WHAT YOU HAVE TO DO –
Present the listing below as a Markdown table with two columns, Row and Line. Number each line in the Row column and skip any blank lines.

A block of data
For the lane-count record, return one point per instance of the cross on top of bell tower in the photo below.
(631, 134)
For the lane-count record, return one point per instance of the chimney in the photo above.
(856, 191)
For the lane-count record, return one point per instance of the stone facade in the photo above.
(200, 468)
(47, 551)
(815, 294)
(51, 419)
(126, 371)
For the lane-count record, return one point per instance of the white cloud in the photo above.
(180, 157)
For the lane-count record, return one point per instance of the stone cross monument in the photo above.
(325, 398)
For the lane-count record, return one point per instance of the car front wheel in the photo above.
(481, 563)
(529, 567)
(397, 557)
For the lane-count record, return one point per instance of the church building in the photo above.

TASK ANSWER –
| Row | Line |
|---|---|
| 1 | For the lane-count record, return one point per instance of the cross on top of bell tower in the photo below. |
| 2 | (631, 134) |
| 3 | For the lane-count record, return one point per instance of the chimney in the photo above. |
| 4 | (856, 191) |
| 5 | For the lane-count record, return one point per instance of the stone facade in the photo above. |
| 6 | (200, 468) |
| 7 | (47, 551) |
| 8 | (815, 294) |
| 9 | (51, 419) |
| 10 | (126, 371) |
| 11 | For the lane-count record, return one point per instance of the white cloud in the photo above. |
| 12 | (180, 157) |
| 13 | For the lane-count record, return one point per instance of the stone cross monument in the photo above. |
| 14 | (325, 398) |
| 15 | For the lane-count record, return one point per instance of the car front wheel in the photo above. |
| 16 | (481, 563) |
| 17 | (529, 567) |
| 18 | (397, 557) |
| 19 | For the lane-count record, return one point per instance of the church building in the photo above. |